> TASK INSTRUCTIONS: Express the material below as a JSON list of strings, one string per line with blank lines omitted, starting with the line containing "[outline] gray fabric" and continuing through the end of the material.

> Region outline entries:
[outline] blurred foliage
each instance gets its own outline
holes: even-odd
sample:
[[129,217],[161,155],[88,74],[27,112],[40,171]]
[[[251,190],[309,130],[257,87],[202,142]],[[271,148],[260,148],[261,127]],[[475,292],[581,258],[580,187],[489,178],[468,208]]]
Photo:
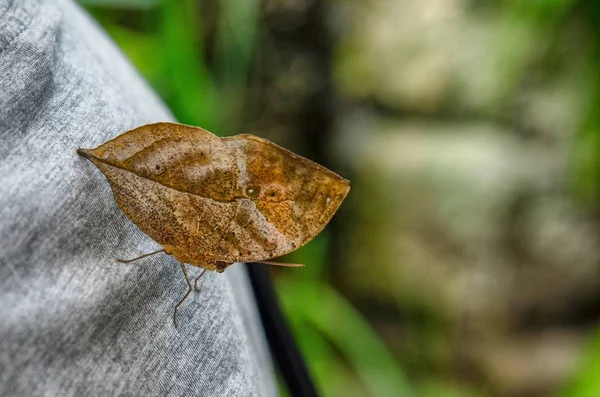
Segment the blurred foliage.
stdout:
[[[80,3],[178,121],[218,135],[235,132],[257,39],[258,0],[222,0],[216,10],[194,0]],[[216,26],[205,26],[215,11]],[[318,386],[325,396],[412,395],[379,335],[327,282],[327,253],[325,231],[288,258],[309,266],[281,273],[278,280],[284,309]]]
[[[259,40],[259,0],[79,0],[102,24],[182,123],[218,135],[240,130],[248,79]],[[479,5],[491,3],[473,1]],[[596,56],[590,67],[588,108],[572,152],[574,192],[590,206],[600,203],[600,2],[597,0],[503,0],[502,54],[505,96],[530,65],[525,53],[543,53],[571,10],[582,7],[594,27]],[[499,104],[502,106],[503,104]],[[373,210],[381,210],[380,208]],[[277,271],[278,290],[295,336],[325,396],[410,396],[411,385],[379,334],[329,281],[327,230],[286,260],[302,270]],[[376,239],[375,235],[365,236]],[[408,319],[405,331],[422,332]],[[411,328],[412,327],[412,328]],[[424,326],[427,327],[427,326]],[[429,325],[431,329],[437,325]],[[437,330],[439,331],[439,330]],[[418,352],[405,346],[407,356]],[[419,347],[420,352],[426,348]],[[581,370],[560,394],[600,396],[600,332]],[[410,358],[407,359],[409,361]],[[482,395],[426,377],[412,385],[419,396]]]
[[600,329],[591,338],[583,365],[562,397],[600,396]]

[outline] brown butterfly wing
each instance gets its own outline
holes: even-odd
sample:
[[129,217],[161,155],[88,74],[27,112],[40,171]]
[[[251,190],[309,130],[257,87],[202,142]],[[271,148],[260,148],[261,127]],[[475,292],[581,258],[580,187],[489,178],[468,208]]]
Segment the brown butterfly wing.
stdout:
[[174,123],[80,149],[119,208],[181,262],[259,261],[302,246],[329,222],[348,181],[254,136],[218,138]]

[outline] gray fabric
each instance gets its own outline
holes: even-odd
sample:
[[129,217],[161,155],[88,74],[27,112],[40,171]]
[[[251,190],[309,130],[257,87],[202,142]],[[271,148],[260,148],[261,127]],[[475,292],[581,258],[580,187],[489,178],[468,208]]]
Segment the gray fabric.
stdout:
[[178,263],[114,260],[158,246],[75,150],[171,119],[77,6],[0,0],[0,395],[277,394],[243,265],[175,329]]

> TASK RESPONSE:
[
  "[outline] gray fabric",
  "each instance gets its own outline",
  "holes: even-odd",
  "sample:",
  "[[129,217],[161,155],[88,74],[27,112],[40,171]]",
  "[[[251,190],[309,130],[257,87],[202,142]],[[271,148],[260,148],[261,127]],[[475,292],[581,258],[580,187],[489,178],[468,208]]]",
  "Segment the gray fabric.",
  "stdout:",
  "[[178,263],[114,260],[158,246],[75,150],[171,119],[77,6],[0,0],[0,395],[277,394],[243,265],[175,329]]"
]